BREAKING NEWS

Rabu, Juni 01, 2016

Untuk Apa Kita Bayar UKT (?)



Suatu hari saya pergi ke toko kelontong, saya membeli sebuah coklat dengan harga lima ribu rupiah, saya tau pasti dengan apa yang didapatkan ketika saya mengeluarkan uang dengan nominal lima ribu rupiah tersebut. melalui ingredient/komposisi di bungkus coklat tersebut, saya mengetahui bahwanominal lima ribu ini sebanding dengan apa yang saya dapatkan.

Namun lucunya, proses transaksi seperti itu tidak saya rasakan di perguruan tinggi. Saya merasakan bahwa besarnya nominal biaya kuliah menentukan akses seseorang dalam jenjang perguruan tinggi, “si konsumen” (mahasiswa-red) banyak yang tidak tau tentang untuk apa saja alokasi dari besaran biaya yang mereka bayarkan, saya adalah salah satu dari yang tidak mengetahui hal itu. Angka 2,4 juta yang setiap semesternya saya bayarkan, tak pernah sekalipun saya mendapat kejelasan yang pasti terkait alokasi dari pembayaran tersebut, tapi tunggu dulu, saya melakukan sedikit perbincangan dengan teman-teman saya dari berbagai fakultas.

Pertama, Fathia dari jurusan Agribisnis. Dia tidak mengetahui untuk apa saja UKT yang setiap semesternya di bayarkan. Tidak pernah ada yang memberi tahu Fathia apakah UKT yang dia bayarkan untuk fasilitas kelas, untuk membayar dosen, atau entah lah. Fathia tidak pernah mengerti akan dialokasikan kemana saja UKT yang ia bayarkan itu. Ada lagi statement dari Syahla, jurusan teknologi pangan , ia hanya mengetahui bahwa nominal UKT yang ia bayarkan setiap bulan sebesar Rp3.900.000 adalah untuk sarana dan prasarana kampus, seperti membayar alat dan bahan praktikum. Namun, ada yang menarik lagi, walaupun begitu, ia tetap harus membayar buku panduan praktikum. “Itu udah nggak masuk dalam UKT, jadi kita harus print sendiri diktatnya karena katanya nggak masuk dalam biaya UKT,” itu yang disampaikan Syahla mengutip dosennya.

Tidak berhenti di kalangan mahasiswa ilmu exact, misteri kemana perginya UKT yang dibayarkan oleh mahasiswa ilmu exact juga dialami oleh mahasiswa ilmu Social Humaniora (Soshum), seperti contohnya Sastra Inggris. Teman saya Yanti menjelaskan bahwa ia baru saja tahu kalau selama ini UKT yang mereka bayarkan itu adalah untuk buku, KKN, dan KKL. Karena yang mereka tahu, UKT yang selama ini ibunya bayarkan ke rekening UNSOED adalah untuk pemeliharaan kampus semata. Lalu, Rini juga menambahkan, bahwa selama 6 Semester ini membayar UKT itu dialokasikan untuk gaji pegawai kampus maupun pegawai honorer. Ada juga tanggapan dari mahasiswa kampus “merah”, Fakultas Hukum, Nadia menyadari bahwa UKT yang ia bayarkan adalah untuk biaya perkuliahan, fasilitas serta membiayai KKN yang akan ia laksanakan bulan juli mendatang.

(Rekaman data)
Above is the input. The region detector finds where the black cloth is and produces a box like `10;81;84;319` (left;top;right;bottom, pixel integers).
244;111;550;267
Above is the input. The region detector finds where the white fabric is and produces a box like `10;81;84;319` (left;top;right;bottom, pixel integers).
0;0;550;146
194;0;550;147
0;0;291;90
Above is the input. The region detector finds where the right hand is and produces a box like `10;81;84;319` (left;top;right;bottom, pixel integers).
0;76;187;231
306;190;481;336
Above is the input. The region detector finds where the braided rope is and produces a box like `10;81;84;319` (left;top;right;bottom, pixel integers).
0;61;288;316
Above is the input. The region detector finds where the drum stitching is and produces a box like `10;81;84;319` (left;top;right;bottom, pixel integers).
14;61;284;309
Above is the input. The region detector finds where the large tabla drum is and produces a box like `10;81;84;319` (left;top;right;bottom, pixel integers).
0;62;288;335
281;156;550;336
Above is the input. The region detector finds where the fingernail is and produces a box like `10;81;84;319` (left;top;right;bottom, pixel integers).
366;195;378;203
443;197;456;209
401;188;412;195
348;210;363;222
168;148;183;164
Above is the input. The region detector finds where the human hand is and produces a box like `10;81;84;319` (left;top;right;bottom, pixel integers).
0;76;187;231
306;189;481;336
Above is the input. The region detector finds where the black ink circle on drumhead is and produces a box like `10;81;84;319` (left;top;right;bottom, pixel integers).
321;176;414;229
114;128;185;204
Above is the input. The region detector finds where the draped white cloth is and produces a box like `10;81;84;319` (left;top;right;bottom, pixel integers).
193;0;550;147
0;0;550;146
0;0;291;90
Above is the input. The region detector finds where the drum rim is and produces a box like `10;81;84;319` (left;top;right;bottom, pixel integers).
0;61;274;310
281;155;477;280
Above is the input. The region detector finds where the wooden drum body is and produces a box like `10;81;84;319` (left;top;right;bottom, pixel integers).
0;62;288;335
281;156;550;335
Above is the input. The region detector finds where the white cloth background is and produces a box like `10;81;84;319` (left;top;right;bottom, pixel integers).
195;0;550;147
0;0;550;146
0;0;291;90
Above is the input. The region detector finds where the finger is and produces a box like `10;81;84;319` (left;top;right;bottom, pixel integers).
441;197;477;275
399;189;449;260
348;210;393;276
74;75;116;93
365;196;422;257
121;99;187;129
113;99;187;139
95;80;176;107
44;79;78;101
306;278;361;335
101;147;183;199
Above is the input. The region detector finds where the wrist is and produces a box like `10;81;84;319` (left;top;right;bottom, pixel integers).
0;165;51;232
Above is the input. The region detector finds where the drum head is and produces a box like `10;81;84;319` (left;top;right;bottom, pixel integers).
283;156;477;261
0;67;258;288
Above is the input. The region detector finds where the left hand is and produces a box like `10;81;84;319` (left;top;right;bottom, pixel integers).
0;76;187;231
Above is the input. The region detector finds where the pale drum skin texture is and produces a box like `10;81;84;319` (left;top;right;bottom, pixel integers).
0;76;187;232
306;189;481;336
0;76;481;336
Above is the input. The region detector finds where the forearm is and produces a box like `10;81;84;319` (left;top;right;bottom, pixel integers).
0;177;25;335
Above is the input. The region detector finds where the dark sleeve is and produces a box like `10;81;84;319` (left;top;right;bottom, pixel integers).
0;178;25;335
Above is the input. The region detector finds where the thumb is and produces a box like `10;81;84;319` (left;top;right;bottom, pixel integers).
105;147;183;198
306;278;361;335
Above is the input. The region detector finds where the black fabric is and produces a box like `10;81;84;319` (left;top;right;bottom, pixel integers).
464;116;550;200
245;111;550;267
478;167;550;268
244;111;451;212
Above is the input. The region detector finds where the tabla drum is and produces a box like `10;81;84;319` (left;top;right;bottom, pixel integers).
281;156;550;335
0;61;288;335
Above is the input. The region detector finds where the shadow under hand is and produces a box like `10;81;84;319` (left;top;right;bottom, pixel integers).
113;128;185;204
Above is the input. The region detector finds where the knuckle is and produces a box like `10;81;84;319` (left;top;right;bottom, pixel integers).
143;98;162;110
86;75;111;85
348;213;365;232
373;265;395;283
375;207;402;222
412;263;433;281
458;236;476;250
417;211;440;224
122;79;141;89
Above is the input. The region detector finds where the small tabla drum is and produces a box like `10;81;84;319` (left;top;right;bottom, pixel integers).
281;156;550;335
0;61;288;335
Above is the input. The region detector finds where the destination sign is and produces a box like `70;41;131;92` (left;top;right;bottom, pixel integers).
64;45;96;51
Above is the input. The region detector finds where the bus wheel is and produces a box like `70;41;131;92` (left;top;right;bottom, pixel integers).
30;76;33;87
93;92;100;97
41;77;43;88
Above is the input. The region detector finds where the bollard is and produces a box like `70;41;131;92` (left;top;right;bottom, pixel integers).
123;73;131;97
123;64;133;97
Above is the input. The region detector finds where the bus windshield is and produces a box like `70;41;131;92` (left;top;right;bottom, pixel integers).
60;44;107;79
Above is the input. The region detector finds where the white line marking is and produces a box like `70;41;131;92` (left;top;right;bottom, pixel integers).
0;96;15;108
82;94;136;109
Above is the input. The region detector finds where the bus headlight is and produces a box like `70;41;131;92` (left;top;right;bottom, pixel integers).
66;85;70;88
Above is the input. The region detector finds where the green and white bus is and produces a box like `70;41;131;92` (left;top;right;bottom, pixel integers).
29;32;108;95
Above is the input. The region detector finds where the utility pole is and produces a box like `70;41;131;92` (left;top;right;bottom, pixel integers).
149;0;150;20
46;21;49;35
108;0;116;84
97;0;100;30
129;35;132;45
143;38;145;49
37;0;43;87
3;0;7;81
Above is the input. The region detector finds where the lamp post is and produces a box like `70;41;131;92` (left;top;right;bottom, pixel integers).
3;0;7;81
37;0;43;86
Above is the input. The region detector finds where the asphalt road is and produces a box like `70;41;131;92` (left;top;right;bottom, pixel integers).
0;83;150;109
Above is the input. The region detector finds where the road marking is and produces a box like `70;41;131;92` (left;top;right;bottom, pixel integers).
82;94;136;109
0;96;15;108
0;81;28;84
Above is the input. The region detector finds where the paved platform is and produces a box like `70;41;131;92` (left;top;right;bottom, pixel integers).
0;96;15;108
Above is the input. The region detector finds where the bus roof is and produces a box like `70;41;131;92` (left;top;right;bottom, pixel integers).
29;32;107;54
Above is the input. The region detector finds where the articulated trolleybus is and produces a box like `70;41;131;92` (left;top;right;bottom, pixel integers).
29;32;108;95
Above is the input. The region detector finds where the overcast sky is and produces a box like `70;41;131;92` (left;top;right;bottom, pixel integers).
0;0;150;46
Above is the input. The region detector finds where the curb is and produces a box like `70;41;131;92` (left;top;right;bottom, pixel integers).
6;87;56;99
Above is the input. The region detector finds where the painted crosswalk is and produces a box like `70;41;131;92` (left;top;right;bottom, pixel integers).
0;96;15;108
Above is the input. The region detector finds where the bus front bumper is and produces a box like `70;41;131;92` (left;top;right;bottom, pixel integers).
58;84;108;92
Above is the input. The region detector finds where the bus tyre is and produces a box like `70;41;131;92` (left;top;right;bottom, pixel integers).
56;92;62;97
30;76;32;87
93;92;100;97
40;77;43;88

**RUMUSAN TUGAS 1:** Perbarui bagian tulisan tentang UKT yang dimulai dari "Namun lucunya, proses" dan berakhir pada "dari berbagai fakultas." dengan mengganti "perguruan tinggi" menjadi "universitas", lalu tuliskan kembali bagian tersebut.
**RUMUSAN TUGAS 2:**
Tentukan apakah setiap pernyataan berikut sesuai dengan tulisan tentang UKT, lalu jawab ya atau tidak disertai kutipan kata-kata dari tulisan yang menjadi dasarnya.
(a) Penulis membeli sebuah coklat seharga lima ribu rupiah di toko kelontong.
(b) Fathia berasal dari jurusan teknologi pangan.
(c) Nadia dari Fakultas Hukum mengetahui bahwa UKT yang ia bayarkan juga untuk membiayai KKN.

**PENYELESAIAN 1:**
Namun lucunya, proses transaksi seperti itu tidak saya rasakan di universitas. Saya merasakan bahwa besarnya nominal biaya kuliah menentukan akses seseorang dalam jenjang universitas, “si konsumen” (mahasiswa-red) banyak yang tidak tau tentang untuk apa saja alokasi dari besaran biaya yang mereka bayarkan, saya adalah salah satu dari yang tidak mengetahui hal itu. Angka 2,4 juta yang setiap semesternya saya bayarkan, tak pernah sekalipun saya mendapat kejelasan yang pasti terkait alokasi dari pembayaran tersebut, tapi tunggu dulu, saya melakukan sedikit perbincangan dengan teman-teman saya dari berbagai fakultas.

**PENYELESAIAN 2:**
(a) Ya: "saya membeli sebuah coklat dengan harga lima ribu rupiah"
(b) Tidak: "Pertama, Fathia dari jurusan Agribisnis."
(c) Ya: "Nadia menyadari bahwa UKT yang ia bayarkan adalah untuk biaya perkuliahan, fasilitas serta membiayai KKN yang akan ia laksanakan bulan juli mendatang"